- **Task to complete**: Arrange the rows as a two-column CSV with the columns text and answer, one line per row, each field in quotation marks and any line breaks replaced with spaces. Start at the beginning of the rows and stop after the line containing "pixel 132 170", and leave out the pictures.

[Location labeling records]
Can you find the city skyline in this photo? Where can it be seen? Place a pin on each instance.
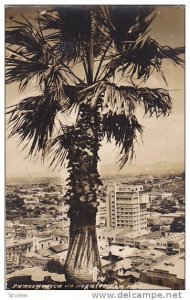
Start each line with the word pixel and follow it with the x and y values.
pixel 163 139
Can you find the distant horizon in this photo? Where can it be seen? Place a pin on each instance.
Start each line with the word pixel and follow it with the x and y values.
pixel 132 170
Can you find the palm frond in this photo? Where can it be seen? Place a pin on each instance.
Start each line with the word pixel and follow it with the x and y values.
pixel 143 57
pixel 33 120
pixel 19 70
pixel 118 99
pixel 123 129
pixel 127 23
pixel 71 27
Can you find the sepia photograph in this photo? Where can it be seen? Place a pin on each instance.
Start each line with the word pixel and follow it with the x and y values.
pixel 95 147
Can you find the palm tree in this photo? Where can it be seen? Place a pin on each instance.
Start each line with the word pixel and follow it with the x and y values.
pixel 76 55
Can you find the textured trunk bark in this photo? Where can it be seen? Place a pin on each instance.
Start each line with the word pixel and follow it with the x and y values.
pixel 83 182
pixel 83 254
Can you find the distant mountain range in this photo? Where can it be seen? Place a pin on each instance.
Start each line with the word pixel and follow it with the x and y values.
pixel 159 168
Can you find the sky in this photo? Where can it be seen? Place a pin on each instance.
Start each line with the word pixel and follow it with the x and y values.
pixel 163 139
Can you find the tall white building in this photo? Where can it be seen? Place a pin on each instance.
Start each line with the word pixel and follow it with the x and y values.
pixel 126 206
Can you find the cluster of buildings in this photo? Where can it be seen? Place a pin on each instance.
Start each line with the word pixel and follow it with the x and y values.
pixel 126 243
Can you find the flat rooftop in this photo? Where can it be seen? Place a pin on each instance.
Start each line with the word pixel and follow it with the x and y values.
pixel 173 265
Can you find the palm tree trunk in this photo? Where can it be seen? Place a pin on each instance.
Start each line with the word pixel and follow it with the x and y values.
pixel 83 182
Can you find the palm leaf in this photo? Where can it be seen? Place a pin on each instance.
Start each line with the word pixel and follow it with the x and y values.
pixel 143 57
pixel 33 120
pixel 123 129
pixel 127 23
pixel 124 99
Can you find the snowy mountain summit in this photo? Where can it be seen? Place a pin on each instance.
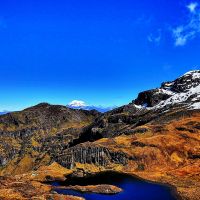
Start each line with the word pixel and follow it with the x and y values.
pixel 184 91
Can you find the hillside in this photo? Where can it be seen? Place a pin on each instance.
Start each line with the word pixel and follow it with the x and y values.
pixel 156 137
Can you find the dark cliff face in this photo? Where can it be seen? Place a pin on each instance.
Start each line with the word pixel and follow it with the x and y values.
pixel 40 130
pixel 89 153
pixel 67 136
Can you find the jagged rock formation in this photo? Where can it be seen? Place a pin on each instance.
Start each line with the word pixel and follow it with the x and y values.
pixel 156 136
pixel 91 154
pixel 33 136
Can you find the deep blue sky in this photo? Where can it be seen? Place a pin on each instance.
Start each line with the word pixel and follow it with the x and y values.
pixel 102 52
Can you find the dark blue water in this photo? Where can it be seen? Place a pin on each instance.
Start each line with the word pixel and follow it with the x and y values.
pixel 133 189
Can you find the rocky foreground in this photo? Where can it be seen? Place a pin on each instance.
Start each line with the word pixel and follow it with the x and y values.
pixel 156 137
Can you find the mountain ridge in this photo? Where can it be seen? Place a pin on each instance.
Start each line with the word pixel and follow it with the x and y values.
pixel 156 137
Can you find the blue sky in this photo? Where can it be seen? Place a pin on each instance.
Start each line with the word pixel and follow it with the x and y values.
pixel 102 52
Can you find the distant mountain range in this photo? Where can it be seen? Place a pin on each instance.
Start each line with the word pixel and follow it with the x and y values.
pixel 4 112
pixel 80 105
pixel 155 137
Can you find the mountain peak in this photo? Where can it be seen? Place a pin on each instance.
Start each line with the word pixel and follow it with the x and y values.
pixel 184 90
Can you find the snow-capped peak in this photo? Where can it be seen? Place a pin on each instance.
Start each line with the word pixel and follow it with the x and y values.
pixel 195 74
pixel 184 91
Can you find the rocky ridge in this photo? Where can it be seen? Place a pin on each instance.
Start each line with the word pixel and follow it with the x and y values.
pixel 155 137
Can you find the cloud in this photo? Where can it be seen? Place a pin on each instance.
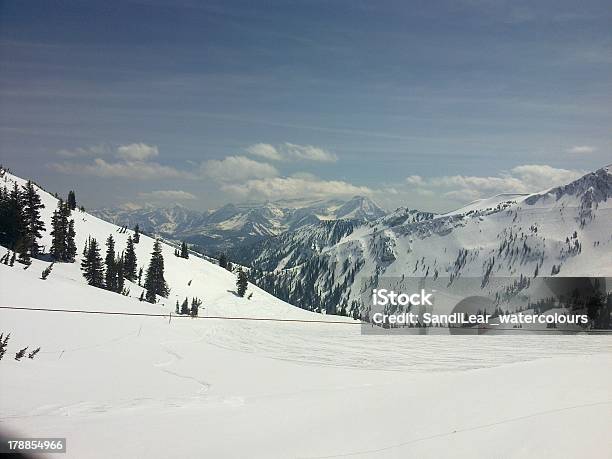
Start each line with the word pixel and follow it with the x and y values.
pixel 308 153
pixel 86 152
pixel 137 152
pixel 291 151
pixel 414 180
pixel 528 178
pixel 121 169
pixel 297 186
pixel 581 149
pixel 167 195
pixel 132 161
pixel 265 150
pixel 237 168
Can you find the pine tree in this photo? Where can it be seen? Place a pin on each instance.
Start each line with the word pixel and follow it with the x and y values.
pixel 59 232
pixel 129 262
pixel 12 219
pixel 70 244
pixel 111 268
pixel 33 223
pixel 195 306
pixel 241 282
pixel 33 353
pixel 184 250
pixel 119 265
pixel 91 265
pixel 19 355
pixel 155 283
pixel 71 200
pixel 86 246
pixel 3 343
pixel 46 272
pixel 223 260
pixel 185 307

- **Exercise solution**:
text,answer
"Can you find the city skyline in this photo? Where can it be seen? Place a pin on each instance. Start each line with the word pixel and follow it with the x and y values.","pixel 163 139"
"Can you find the distant horizon in this photo? Where can it be seen? Place a pin on each instance. Start each line with the word pixel and follow it with the x and y values.","pixel 132 170"